→ **TEXTAUSZUG**:

Die Idee mit dem Vorhang gefällt mir an und für sich ganz gut.
Wer hat schon Interesse daran, seine Zuhörer und Zuhörerinnen zu
langweilen. Das Verhalten von Lord Byron finde ich schlicht
unhöflich. Dem anderen gleich vor den Latz knallen, dass man von
ihm nichts erwartet. Dass von dort nichts Gutes oder Interessantes
kommen kann. Dass der sich jeden Atem sparen kann. Und dann
genussvoll zusehen, wie der andere sich vor Verlegenheit windet,
während ich meine Überlegenheit souverän ausgespielt habe.
Wenn so etwas passiert, dann ärgert mich das. Und zwar nicht nur
in der Kirche. Ich habe tiefes Verständnis dafür, dass es
Predigten, Reden, Vorträge, Grußworte und Ansprachen gibt, die
gerade mal völlig an mir vorübergehen. Aber wie kann ich das
wissen, wenn ich nicht wenigstens am Anfang meine Ohren aufmache
und auf Empfang stelle? Wenn ich nicht im Mindesten offen dafür
bin, dass es vielleicht auch anders sein könnte?
Denn wer weiß: Vielleicht ist unter all den Worten, die meinen
Tag begleiten, ja wider Erwarten doch eine Perle der Weisheit, die
mich ein Stück weiterbringt. Dann wäre es doch schade gewesen,
wenn der Vorhang zu früh fällt und ich einfach weiter zappe. Und
wenn es denn partout nicht sein soll, dann habe ich durch meine
Aufmerksamkeit doch wenigstens meinem Gegenüber seine Würde
gelassen.
Freitag, 14. November 2003
Wollen Sie Ihre neuen türkischen Nachbarn beeindrucken? Oder
ist Ihr Kollege Hindu und hat Sie zum Essen eingeladen? Oder ist
Ihnen heute nach einer Prise Buddhismus? Wenn Sie solche oder
ähnliche Fragen mit einem klaren "Ja" beantworten
können, dann sind Sie der ideale Abnehmer für ein neues Produkt
des italienischen Softwareherstellers HolySoft.

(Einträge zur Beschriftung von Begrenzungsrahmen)
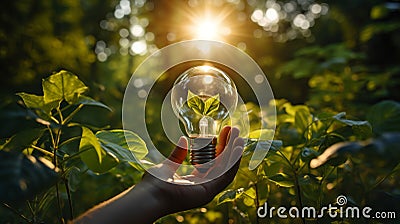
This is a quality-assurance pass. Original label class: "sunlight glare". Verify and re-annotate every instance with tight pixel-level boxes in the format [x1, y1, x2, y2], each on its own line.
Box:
[194, 20, 218, 40]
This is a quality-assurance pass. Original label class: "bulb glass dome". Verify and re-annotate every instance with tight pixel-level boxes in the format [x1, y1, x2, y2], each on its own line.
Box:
[171, 65, 238, 138]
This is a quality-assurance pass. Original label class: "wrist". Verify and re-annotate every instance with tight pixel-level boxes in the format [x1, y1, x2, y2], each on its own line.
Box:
[128, 181, 169, 223]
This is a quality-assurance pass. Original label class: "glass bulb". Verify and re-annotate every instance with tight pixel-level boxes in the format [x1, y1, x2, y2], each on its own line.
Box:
[171, 65, 238, 167]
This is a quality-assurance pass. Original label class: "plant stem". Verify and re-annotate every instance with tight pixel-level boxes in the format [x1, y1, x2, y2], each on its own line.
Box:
[254, 182, 260, 224]
[64, 178, 74, 220]
[278, 150, 305, 223]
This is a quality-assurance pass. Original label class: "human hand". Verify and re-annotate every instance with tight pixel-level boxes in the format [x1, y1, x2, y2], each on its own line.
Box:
[74, 127, 244, 224]
[135, 126, 244, 215]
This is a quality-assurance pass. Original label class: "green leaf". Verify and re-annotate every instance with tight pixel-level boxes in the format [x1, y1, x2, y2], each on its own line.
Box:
[42, 70, 88, 104]
[203, 94, 220, 116]
[96, 130, 148, 163]
[301, 147, 321, 162]
[0, 128, 45, 151]
[79, 127, 118, 173]
[367, 100, 400, 135]
[215, 188, 244, 205]
[67, 166, 81, 192]
[333, 112, 372, 139]
[187, 90, 204, 115]
[76, 95, 112, 111]
[293, 105, 312, 132]
[268, 173, 294, 187]
[0, 151, 58, 203]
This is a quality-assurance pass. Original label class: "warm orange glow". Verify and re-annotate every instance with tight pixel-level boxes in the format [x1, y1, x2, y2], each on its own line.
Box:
[194, 20, 219, 40]
[186, 8, 232, 41]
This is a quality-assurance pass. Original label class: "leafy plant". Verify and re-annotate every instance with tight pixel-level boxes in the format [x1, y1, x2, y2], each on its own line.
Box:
[211, 100, 400, 223]
[0, 71, 147, 223]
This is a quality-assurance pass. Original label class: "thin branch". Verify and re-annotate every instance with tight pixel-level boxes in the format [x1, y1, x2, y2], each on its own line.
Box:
[2, 203, 31, 223]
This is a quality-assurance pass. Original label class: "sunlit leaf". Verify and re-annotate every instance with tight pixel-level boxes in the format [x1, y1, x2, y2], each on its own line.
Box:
[293, 105, 312, 132]
[268, 173, 294, 187]
[17, 93, 58, 115]
[79, 127, 118, 173]
[203, 94, 220, 115]
[333, 112, 372, 139]
[0, 151, 58, 203]
[76, 95, 112, 111]
[0, 128, 45, 152]
[187, 90, 204, 115]
[249, 129, 275, 141]
[96, 130, 148, 163]
[215, 188, 244, 205]
[301, 147, 320, 162]
[42, 70, 88, 104]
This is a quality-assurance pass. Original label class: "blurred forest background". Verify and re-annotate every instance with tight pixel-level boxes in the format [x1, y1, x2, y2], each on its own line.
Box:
[0, 0, 400, 133]
[0, 0, 400, 223]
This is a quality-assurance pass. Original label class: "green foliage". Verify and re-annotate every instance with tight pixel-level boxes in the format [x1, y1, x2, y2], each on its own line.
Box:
[187, 90, 220, 116]
[206, 100, 400, 223]
[0, 71, 148, 222]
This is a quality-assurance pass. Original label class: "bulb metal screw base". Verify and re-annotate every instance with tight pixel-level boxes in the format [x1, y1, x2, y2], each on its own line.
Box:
[190, 137, 217, 172]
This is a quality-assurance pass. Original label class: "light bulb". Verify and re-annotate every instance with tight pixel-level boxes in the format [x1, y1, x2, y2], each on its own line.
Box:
[171, 65, 238, 169]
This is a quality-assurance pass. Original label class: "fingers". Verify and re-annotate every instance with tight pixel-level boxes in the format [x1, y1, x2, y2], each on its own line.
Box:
[215, 126, 231, 156]
[203, 146, 243, 196]
[163, 137, 188, 173]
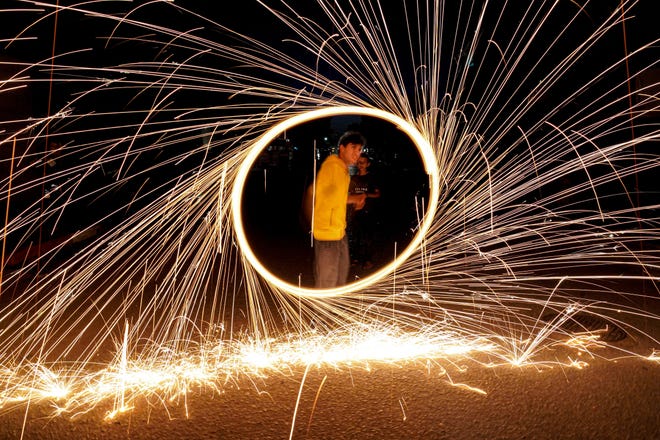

→ **VORGEGEBENE AUFGABE A**:
Wie bewertet der Textauszug das Verhalten von Lord Byron?
→ **VORGEGEBENE AUFGABE B**:
Übertragen Sie aus dem Textauszug wortgetreu die Passage zwischen „Die Idee mit“ und „souverän ausgespielt habe.“, beide Stellen eingeschlossen.

→ **ERWARTETE ANTWORT A**:
Er findet es schlicht unhöflich.

→ **ERWARTETE ANTWORT B**:
Die Idee mit dem Vorhang gefällt mir an und für sich ganz gut.
Wer hat schon Interesse daran, seine Zuhörer und Zuhörerinnen zu
langweilen. Das Verhalten von Lord Byron finde ich schlicht
unhöflich. Dem anderen gleich vor den Latz knallen, dass man von
ihm nichts erwartet. Dass von dort nichts Gutes oder Interessantes
kommen kann. Dass der sich jeden Atem sparen kann. Und dann
genussvoll zusehen, wie der andere sich vor Verlegenheit windet,
während ich meine Überlegenheit souverän ausgespielt habe.